*What is expected*
Two lines below mark the span: the one containing "on the windshield" and the one containing "Query: rear window". Set down both, plus every line between, exactly as they stand, and nothing else.

* * * * * * * * *

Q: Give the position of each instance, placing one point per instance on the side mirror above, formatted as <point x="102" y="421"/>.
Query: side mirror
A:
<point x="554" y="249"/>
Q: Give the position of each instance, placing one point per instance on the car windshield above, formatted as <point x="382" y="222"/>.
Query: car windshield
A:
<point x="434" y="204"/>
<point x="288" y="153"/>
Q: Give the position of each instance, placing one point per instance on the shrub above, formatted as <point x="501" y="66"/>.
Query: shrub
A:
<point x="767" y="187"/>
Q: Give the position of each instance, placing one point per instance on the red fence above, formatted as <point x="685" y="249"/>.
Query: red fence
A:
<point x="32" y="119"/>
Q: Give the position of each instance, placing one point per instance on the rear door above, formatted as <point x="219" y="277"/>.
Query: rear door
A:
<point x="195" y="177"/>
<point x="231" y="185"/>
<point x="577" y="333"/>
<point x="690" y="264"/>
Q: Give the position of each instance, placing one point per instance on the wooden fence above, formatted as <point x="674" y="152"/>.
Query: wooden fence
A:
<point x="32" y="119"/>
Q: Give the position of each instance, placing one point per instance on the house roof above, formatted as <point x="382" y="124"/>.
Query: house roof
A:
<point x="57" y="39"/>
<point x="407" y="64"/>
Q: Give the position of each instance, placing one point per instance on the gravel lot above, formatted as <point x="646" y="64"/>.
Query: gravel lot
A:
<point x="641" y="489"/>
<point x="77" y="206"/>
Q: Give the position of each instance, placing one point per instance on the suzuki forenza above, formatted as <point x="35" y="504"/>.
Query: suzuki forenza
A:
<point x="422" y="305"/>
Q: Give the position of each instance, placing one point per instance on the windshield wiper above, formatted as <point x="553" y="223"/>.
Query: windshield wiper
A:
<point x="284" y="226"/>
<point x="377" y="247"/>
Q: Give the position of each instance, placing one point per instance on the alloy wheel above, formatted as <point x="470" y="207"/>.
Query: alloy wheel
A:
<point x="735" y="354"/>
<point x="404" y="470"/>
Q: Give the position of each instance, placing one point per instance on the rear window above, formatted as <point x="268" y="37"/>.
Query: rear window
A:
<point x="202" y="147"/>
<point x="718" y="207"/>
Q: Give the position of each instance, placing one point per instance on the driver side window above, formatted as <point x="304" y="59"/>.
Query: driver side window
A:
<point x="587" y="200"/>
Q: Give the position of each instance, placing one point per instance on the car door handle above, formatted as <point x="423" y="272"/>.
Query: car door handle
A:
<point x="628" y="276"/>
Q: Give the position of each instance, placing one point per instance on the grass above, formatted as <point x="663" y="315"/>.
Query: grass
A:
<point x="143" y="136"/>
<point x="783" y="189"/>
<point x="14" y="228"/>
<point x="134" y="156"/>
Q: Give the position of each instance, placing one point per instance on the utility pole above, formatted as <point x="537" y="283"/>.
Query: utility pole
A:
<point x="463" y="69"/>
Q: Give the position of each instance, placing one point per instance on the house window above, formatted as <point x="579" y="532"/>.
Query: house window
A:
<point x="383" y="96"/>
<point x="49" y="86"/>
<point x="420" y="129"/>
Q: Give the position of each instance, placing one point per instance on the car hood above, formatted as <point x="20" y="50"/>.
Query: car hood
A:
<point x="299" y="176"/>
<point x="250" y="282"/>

* * * * * * * * *

*Reply*
Q: Give the position of each instance, placing one point per instance on the windshield wiper above, formatted as <point x="553" y="223"/>.
Query: windshield wiper
A:
<point x="284" y="226"/>
<point x="377" y="247"/>
Q: Give the position of each instance, placing one point per instance on the alloy wheel above, formatted as <point x="470" y="207"/>.
Query: alloy wheel
A:
<point x="735" y="354"/>
<point x="404" y="470"/>
Q: Give the position of each instance, placing one point per instance on the rear window above, formatted as <point x="268" y="37"/>.
Query: rear window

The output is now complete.